» WRITTEN PROBLEM
Could you give the lines again, from the very start through the line containing "M 808 896 L", swapping "pedestrian walking" for "person walking" and leaving everything else untouched?

» SUPPLIED INFORMATION
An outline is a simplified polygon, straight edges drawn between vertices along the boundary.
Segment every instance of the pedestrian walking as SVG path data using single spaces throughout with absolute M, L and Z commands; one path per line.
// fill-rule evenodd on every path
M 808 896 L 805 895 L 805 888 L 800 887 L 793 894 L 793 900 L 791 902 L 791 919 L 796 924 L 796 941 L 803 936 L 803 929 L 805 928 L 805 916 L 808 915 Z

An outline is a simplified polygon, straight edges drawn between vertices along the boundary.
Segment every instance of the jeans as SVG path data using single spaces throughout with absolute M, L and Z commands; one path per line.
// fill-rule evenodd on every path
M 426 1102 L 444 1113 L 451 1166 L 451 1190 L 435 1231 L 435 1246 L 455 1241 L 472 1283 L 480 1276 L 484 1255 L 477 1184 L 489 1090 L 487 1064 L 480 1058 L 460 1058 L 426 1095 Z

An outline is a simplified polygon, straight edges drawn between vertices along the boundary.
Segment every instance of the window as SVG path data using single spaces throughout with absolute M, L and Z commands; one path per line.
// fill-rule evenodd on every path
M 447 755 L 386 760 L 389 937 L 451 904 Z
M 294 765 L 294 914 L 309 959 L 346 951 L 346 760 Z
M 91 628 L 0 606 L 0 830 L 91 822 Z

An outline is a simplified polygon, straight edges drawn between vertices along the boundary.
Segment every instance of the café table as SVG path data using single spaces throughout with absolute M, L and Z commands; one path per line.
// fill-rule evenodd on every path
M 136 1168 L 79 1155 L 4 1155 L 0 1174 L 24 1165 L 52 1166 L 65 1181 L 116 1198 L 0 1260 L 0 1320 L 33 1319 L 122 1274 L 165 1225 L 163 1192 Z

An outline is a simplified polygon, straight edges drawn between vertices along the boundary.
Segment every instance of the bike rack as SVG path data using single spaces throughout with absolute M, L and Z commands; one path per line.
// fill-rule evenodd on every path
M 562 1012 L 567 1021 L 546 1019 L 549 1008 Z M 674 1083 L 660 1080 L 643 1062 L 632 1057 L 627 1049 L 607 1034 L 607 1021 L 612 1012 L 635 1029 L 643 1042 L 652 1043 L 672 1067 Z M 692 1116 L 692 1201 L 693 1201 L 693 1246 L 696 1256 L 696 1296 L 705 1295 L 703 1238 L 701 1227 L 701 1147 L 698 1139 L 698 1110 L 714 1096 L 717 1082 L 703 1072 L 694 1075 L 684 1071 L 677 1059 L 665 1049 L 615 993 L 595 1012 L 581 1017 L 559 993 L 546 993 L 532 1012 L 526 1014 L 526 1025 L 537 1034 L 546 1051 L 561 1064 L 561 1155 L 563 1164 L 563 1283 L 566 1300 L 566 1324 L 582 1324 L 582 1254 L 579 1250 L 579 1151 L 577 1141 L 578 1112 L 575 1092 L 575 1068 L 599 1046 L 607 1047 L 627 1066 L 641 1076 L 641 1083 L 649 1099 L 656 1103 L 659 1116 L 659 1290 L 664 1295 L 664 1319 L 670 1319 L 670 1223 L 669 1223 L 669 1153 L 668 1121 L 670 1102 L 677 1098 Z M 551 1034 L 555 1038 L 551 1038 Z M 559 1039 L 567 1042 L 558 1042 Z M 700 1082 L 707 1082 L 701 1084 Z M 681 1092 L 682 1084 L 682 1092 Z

» EXERCISE RESPONSE
An outline is a simplified polygon, straight edges drawn between vertices along the boundary.
Segment every instance of the person walking as SVG path data using single spaces throughout with absolute M, L and Z commands; one path per line.
// fill-rule evenodd on every path
M 808 896 L 805 895 L 805 888 L 800 887 L 793 894 L 793 900 L 791 902 L 791 919 L 796 924 L 796 941 L 803 936 L 803 929 L 805 928 L 805 916 L 808 915 Z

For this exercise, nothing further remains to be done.